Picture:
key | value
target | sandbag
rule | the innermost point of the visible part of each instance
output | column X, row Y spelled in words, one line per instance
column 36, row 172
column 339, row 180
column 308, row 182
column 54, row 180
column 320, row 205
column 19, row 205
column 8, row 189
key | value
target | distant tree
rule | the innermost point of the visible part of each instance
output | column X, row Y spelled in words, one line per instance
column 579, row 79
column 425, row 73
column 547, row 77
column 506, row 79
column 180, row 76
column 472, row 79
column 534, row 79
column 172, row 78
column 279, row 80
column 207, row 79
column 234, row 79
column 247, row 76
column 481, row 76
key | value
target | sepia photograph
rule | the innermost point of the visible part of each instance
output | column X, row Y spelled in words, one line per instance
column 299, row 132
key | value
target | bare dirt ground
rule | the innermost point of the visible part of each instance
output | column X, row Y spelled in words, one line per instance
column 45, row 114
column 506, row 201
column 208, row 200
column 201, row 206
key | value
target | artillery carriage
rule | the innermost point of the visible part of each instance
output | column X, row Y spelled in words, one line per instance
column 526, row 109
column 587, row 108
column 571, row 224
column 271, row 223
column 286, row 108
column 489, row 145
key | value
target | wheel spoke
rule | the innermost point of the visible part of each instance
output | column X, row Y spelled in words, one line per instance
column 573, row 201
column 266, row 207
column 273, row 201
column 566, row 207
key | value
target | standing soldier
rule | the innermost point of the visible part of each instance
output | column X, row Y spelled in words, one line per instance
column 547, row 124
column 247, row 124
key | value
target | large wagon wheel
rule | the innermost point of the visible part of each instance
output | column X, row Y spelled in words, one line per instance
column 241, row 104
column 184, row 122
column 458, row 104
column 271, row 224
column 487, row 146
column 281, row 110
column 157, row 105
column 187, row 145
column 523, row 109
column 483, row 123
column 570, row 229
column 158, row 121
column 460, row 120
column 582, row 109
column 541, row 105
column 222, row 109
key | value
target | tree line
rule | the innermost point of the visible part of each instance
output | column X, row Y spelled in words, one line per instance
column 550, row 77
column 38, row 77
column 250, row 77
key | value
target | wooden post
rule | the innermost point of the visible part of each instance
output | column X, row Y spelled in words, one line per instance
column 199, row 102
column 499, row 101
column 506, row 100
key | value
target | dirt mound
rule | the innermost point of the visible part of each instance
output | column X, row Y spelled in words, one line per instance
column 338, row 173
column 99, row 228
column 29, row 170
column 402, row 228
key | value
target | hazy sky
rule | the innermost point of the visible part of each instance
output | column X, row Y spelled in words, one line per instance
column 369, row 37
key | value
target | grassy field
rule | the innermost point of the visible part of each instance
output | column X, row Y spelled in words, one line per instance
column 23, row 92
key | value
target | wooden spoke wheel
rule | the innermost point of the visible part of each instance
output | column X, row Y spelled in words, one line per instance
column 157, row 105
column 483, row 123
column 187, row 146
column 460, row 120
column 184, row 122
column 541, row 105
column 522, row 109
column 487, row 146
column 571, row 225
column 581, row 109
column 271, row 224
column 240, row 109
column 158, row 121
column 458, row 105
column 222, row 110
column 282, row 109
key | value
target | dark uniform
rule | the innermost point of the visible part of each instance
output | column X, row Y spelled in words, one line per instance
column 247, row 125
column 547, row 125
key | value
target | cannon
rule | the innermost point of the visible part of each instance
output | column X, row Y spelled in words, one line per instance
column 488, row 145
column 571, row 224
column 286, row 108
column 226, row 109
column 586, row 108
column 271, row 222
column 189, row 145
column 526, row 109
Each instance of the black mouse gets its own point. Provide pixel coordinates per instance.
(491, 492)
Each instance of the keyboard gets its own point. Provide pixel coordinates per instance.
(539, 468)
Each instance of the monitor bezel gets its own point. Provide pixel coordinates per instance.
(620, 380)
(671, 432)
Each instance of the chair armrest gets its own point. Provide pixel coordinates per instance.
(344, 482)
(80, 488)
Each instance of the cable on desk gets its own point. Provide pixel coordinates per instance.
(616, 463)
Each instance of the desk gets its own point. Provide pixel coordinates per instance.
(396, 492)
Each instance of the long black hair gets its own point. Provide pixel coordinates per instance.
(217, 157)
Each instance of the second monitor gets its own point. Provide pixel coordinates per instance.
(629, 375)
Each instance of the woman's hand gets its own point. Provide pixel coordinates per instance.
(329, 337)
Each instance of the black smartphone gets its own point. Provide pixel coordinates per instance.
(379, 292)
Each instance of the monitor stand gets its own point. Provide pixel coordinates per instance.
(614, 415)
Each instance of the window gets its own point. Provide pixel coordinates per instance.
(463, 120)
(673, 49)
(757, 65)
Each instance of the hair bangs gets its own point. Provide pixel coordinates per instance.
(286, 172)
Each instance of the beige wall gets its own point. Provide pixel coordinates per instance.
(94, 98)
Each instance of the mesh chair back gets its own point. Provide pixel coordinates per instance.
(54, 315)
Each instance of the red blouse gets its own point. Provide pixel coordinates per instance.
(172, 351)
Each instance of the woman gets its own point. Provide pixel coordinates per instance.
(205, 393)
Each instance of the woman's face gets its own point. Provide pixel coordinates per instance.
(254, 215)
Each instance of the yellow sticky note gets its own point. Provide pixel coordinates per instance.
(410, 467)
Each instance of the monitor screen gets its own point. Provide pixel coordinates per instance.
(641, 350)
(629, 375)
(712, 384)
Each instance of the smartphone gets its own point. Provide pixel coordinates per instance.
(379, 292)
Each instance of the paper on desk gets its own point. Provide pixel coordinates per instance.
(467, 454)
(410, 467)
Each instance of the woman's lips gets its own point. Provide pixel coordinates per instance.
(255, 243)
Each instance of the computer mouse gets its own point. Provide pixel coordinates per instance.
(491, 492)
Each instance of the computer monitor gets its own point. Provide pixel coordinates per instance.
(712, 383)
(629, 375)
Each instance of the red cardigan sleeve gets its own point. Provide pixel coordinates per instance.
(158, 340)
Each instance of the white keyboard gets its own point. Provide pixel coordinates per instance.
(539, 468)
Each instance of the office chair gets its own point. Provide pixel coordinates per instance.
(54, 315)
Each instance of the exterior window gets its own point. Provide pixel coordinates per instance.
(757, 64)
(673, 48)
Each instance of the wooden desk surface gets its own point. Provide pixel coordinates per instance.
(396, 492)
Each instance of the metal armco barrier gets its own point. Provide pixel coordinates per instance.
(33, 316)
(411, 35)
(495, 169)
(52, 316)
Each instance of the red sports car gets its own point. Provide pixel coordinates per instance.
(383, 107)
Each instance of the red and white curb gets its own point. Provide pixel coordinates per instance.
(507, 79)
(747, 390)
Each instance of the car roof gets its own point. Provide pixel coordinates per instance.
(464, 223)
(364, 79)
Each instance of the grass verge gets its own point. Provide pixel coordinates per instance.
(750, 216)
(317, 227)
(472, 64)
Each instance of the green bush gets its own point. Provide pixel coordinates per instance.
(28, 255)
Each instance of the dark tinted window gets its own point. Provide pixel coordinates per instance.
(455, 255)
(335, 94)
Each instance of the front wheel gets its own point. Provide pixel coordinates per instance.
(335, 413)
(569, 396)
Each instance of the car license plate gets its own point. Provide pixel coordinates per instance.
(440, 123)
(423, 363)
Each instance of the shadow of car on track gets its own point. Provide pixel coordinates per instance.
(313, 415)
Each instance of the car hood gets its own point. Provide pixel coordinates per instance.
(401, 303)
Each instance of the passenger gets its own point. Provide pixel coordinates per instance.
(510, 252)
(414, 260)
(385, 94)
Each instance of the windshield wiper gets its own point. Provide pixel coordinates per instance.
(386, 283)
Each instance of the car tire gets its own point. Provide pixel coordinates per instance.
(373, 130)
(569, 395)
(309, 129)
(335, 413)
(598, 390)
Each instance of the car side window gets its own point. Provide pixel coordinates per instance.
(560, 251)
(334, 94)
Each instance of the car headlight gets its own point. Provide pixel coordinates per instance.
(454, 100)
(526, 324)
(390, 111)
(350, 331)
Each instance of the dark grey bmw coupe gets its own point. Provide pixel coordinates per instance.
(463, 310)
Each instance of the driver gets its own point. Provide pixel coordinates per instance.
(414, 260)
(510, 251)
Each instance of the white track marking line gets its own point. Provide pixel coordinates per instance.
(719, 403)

════

| Your task |
Output the lines from the line containing "Each instance of the red sports" to the end, both included; add nothing.

| Answer |
Each instance of the red sports car gets its own point. Provide pixel coordinates per instance.
(383, 107)
Each instance of the red and white curb gets its own point. Provide pixel coordinates per instance.
(507, 79)
(747, 390)
Each instance of the car roof gets its own point. Provide pixel coordinates per instance.
(464, 223)
(364, 79)
Each instance of the grass verge gets its own point. Provide pixel coordinates per instance.
(750, 216)
(317, 227)
(472, 64)
Each instance of the green bush gets its own point. Provide pixel coordinates per instance.
(28, 255)
Each instance of the dark tinted window gets its own point. Provide pixel coordinates per instance.
(455, 255)
(335, 94)
Each instance of the front wheel gets its own point. Provide pixel coordinates per instance.
(335, 413)
(569, 396)
Each instance of the car license plate gets its own point. Provide pixel coordinates per instance.
(440, 123)
(423, 363)
Each instance of the shadow of car on track gets its own point. Provide pixel coordinates per instance.
(313, 415)
Each instance of the car hood gets its own point. Provide pixel coordinates per instance.
(401, 303)
Each instance of the passenger gets its own point. Provide pixel coordinates per instance.
(510, 252)
(414, 260)
(385, 94)
Each instance of the windshield wiper gets its own point. Provide pixel coordinates per instance.
(386, 283)
Each instance of the car tire gets its own point. Provide pixel coordinates per instance.
(373, 130)
(569, 395)
(309, 129)
(335, 413)
(598, 390)
Each instance of the car side window gets its own point. Provide pixel coordinates per instance.
(560, 251)
(334, 94)
Each instance of the car headlight gets its own point. Provide pixel coordinates per instance.
(454, 100)
(526, 324)
(390, 111)
(350, 331)
Each instance of the dark grey bmw coupe gets its own point. Provide pixel coordinates per instance.
(463, 310)
Each instance of the driver gets its own point. Provide pixel coordinates per instance.
(414, 260)
(510, 251)
Each instance of the white track marking line gets its own point. Provide pixel coordinates per instance.
(719, 403)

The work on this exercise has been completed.